Excerpts of location labeling data:
┄┄┄┄┄┄┄┄┄┄

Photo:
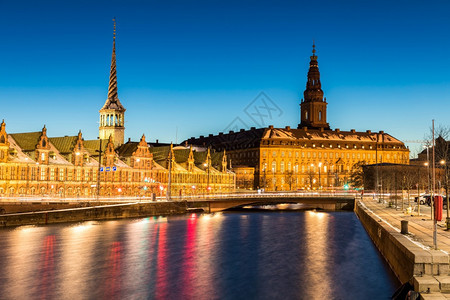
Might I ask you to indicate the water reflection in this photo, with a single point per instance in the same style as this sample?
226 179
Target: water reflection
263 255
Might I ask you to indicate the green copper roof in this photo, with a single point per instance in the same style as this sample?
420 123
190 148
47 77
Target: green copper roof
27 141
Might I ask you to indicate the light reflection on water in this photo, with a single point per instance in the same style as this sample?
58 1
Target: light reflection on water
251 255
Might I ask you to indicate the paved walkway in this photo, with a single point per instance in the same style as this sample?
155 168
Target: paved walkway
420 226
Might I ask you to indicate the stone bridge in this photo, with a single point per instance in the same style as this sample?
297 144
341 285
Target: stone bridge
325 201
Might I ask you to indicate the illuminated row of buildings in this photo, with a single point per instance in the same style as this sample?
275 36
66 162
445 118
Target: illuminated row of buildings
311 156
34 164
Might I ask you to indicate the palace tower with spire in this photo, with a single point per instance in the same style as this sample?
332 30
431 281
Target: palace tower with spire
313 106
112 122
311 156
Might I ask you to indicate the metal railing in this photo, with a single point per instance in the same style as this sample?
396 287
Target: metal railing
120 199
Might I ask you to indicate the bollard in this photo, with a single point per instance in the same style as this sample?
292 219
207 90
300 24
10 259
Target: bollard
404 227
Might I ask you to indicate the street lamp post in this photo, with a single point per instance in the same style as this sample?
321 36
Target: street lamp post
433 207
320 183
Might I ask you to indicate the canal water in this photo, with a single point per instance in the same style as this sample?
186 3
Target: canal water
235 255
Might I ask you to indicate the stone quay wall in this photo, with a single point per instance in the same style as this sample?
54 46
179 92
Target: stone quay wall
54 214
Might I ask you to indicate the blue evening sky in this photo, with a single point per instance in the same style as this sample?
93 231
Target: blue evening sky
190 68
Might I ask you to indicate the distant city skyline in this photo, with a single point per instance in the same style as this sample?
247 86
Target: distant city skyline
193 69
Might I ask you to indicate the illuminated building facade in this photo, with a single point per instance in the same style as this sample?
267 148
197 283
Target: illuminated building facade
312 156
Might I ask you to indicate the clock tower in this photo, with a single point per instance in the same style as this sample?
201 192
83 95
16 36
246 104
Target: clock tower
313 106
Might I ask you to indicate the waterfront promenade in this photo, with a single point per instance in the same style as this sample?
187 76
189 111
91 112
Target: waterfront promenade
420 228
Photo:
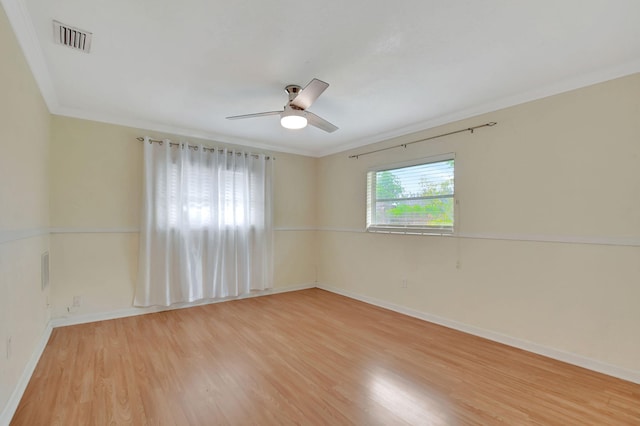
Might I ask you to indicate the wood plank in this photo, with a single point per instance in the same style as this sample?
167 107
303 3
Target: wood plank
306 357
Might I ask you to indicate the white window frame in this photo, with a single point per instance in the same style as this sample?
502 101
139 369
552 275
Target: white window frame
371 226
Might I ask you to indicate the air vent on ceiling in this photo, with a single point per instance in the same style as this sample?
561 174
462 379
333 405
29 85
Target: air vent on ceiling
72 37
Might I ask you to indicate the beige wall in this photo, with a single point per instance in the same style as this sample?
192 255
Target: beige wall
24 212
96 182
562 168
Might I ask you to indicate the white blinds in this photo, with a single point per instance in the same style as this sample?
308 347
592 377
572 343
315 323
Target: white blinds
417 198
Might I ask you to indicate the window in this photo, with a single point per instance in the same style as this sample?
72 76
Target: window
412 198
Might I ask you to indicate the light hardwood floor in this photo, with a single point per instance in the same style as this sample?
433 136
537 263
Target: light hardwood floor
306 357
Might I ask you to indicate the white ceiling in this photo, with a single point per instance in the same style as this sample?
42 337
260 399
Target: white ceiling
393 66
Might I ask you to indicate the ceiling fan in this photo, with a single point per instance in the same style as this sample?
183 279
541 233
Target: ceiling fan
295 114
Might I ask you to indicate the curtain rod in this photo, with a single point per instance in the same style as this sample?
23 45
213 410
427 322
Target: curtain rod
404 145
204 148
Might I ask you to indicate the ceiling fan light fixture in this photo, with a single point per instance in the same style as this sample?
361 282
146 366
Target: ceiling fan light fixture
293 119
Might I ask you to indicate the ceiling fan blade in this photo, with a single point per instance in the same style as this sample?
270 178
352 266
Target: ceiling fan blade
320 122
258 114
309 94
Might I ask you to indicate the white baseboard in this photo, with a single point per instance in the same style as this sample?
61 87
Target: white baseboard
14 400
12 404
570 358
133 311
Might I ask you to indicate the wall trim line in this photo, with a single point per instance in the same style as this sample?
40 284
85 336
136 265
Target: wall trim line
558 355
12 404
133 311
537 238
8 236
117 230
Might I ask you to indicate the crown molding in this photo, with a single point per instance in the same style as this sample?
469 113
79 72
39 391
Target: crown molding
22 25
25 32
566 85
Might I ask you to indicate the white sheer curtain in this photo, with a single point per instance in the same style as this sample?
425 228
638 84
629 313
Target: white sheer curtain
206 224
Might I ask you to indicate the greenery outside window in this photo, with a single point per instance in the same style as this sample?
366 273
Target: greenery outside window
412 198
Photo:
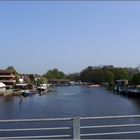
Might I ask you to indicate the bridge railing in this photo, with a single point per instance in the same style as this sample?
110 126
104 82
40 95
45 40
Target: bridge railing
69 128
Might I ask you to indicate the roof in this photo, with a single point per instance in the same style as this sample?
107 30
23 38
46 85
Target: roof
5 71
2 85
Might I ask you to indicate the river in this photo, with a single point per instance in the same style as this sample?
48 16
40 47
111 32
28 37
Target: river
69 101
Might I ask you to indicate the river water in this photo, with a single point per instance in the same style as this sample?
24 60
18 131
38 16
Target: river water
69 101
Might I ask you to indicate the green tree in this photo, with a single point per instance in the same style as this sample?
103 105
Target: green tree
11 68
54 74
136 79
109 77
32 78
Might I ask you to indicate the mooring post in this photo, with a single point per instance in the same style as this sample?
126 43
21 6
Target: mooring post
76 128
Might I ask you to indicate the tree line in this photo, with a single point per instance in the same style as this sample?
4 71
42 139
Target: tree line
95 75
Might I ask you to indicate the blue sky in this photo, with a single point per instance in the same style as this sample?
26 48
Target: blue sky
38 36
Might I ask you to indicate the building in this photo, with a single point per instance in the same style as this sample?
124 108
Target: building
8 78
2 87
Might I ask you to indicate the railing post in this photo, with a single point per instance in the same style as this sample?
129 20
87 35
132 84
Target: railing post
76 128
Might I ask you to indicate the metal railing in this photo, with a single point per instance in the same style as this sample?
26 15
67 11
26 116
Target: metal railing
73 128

┄┄┄┄┄┄┄┄┄┄

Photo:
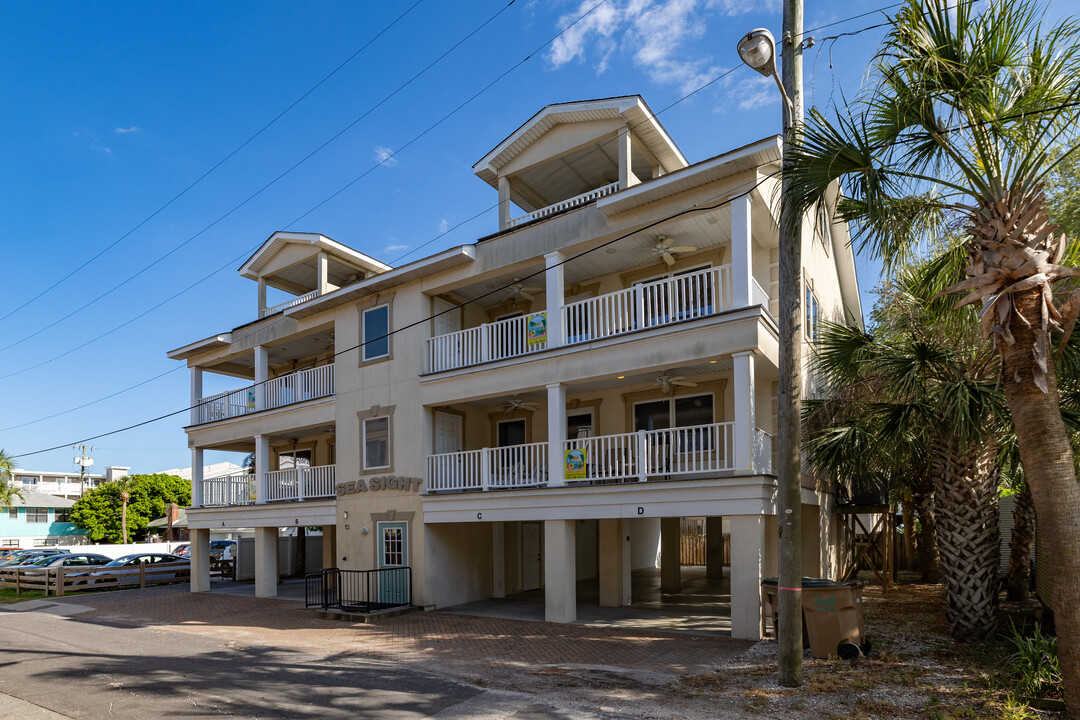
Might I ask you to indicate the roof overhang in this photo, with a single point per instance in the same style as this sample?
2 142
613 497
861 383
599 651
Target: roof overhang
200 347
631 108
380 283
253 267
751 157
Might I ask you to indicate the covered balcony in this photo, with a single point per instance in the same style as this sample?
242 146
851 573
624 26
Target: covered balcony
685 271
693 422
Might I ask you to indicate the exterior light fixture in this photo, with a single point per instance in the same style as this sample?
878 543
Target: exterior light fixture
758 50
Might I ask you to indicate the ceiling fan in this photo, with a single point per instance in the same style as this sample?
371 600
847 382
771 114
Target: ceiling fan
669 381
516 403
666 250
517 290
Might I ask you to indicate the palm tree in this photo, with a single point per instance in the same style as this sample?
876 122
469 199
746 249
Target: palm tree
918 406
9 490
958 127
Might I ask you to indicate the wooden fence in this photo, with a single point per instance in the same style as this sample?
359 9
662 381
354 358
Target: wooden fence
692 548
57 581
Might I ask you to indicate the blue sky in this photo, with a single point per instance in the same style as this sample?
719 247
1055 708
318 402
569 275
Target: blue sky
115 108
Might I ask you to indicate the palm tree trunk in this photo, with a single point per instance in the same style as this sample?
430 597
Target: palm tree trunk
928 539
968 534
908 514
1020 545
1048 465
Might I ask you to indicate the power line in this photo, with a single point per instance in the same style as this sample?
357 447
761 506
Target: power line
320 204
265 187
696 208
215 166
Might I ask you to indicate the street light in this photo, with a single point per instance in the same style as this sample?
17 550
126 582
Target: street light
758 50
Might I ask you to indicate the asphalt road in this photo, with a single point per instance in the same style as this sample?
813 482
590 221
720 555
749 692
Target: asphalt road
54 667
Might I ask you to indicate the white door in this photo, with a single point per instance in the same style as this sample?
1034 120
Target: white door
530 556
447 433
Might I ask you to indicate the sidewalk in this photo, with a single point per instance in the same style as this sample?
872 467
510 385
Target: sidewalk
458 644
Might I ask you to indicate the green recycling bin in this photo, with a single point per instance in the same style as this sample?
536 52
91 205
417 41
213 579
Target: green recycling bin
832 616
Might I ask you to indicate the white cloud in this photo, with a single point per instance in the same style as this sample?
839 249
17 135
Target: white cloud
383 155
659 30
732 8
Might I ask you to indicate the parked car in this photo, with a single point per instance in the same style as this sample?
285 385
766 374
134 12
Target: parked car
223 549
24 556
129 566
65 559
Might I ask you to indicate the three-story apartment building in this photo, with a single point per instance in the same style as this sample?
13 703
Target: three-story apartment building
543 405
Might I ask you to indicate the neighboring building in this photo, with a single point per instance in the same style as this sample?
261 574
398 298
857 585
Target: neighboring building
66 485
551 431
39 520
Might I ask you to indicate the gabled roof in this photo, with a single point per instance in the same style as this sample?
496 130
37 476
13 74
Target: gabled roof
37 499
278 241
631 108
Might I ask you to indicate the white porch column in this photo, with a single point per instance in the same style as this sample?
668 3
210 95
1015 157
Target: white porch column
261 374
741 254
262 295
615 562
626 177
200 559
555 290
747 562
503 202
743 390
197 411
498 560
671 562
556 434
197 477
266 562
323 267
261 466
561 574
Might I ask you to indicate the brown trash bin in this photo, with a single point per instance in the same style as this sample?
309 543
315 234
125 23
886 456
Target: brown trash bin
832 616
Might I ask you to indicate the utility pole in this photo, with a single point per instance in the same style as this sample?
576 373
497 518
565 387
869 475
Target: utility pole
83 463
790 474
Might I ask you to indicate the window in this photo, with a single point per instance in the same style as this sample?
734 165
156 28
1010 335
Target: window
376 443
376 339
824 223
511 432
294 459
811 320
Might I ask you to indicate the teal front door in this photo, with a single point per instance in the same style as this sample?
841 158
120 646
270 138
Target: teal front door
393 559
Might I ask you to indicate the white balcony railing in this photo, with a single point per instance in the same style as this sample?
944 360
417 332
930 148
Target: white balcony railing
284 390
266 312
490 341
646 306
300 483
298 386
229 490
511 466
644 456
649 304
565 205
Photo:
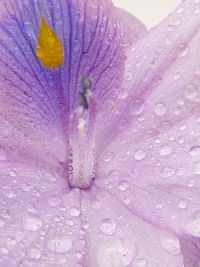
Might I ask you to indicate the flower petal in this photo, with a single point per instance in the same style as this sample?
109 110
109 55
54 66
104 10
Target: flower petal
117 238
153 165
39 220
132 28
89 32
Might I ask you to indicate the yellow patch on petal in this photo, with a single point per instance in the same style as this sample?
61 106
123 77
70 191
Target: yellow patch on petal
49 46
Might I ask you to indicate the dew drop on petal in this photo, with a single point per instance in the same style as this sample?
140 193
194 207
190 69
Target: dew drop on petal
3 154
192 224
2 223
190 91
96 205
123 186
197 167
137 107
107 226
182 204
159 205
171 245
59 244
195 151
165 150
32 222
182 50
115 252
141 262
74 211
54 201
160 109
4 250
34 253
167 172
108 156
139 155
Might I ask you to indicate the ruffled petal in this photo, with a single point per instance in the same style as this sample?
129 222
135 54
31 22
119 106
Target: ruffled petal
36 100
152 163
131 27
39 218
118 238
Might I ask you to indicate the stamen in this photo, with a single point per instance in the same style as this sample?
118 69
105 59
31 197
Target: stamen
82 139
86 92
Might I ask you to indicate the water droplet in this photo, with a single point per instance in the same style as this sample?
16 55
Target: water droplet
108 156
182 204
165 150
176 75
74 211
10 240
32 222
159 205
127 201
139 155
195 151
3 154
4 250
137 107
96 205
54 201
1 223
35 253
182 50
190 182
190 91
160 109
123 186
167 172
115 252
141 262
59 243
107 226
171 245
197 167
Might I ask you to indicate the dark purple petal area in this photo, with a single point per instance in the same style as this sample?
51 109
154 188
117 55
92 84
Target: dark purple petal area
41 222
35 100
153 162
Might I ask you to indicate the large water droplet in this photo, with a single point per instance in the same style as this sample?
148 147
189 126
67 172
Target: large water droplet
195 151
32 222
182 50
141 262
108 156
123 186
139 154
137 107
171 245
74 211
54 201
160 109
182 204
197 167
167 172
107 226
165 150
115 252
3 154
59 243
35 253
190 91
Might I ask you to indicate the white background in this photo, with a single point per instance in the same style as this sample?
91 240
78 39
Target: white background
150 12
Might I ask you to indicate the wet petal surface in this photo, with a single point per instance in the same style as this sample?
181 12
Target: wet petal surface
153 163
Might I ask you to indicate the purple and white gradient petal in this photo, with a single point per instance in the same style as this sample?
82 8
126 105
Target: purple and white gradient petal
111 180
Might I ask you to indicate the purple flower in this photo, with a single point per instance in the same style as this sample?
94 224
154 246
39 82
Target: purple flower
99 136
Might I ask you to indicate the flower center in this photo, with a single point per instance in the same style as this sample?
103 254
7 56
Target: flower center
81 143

┄┄┄┄┄┄┄┄┄┄

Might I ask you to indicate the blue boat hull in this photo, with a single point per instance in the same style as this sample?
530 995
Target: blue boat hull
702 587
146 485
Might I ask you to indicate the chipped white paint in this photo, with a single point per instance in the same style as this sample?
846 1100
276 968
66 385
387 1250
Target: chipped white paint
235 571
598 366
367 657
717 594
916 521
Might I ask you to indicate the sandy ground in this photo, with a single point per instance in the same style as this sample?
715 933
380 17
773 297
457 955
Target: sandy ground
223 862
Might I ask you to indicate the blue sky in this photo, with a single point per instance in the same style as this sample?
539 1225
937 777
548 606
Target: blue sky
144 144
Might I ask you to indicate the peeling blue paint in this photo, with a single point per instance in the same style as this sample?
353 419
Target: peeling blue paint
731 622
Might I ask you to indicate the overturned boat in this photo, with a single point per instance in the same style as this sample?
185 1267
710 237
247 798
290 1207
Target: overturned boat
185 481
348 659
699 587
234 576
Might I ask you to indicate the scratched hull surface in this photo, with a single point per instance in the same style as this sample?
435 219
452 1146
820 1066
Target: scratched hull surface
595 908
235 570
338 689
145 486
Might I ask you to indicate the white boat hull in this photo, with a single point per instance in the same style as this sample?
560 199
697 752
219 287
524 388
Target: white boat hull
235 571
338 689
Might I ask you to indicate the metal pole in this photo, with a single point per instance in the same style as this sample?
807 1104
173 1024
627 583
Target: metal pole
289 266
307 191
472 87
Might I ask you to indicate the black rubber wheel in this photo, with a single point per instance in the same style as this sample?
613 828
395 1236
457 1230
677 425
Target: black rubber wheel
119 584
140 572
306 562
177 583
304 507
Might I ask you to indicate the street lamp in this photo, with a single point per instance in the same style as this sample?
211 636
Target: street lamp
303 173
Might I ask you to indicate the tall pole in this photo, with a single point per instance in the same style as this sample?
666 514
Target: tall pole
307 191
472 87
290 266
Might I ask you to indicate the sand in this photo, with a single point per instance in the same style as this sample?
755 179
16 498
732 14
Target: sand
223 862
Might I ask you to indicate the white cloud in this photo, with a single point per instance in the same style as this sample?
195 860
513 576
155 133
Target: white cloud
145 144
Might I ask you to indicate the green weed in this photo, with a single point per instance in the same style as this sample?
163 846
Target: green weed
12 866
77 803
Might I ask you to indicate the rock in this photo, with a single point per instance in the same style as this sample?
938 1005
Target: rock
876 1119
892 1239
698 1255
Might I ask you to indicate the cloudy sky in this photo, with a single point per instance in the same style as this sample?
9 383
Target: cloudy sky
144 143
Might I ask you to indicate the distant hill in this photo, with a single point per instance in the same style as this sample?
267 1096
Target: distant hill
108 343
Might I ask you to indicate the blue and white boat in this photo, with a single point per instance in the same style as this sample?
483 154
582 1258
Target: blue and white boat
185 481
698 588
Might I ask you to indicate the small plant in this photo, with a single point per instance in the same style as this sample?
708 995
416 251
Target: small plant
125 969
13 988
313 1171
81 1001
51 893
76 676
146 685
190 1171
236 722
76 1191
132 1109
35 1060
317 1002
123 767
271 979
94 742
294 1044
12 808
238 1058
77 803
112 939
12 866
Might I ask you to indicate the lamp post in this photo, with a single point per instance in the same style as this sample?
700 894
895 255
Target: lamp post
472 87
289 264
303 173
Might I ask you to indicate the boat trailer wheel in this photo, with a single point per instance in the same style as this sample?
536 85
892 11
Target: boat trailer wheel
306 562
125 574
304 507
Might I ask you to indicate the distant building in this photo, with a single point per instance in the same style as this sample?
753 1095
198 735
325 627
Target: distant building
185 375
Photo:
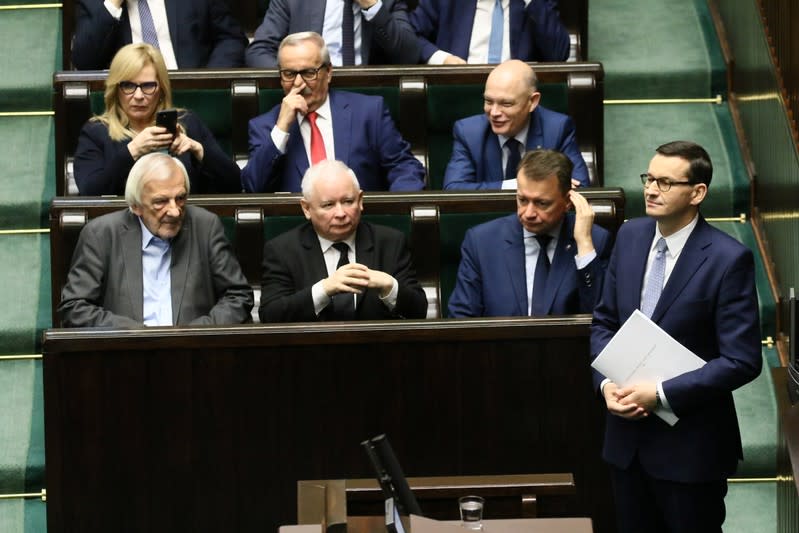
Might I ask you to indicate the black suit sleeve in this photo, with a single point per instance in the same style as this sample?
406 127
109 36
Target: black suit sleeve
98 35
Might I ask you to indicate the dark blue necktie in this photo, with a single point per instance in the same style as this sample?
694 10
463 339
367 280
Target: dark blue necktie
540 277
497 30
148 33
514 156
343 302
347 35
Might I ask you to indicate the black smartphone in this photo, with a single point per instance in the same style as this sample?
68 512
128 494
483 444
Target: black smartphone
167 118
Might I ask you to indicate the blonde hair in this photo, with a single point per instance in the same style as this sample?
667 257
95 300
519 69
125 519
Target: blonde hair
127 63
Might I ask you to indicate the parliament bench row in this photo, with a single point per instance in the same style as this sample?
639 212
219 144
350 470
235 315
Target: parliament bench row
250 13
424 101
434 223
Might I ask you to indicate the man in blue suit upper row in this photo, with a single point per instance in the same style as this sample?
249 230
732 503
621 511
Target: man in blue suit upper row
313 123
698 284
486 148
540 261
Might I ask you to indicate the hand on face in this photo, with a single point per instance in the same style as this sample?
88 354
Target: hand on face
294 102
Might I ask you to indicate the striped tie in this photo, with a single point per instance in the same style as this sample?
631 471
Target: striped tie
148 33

┄┄┄┄┄┄┄┄┄┄

DESCRIPTION OF THE TASK
Tally the lines in the items above that contain the string "fence", treating uppercase and lowercase as different. Reply with the number alone.

RESULT BELOW
2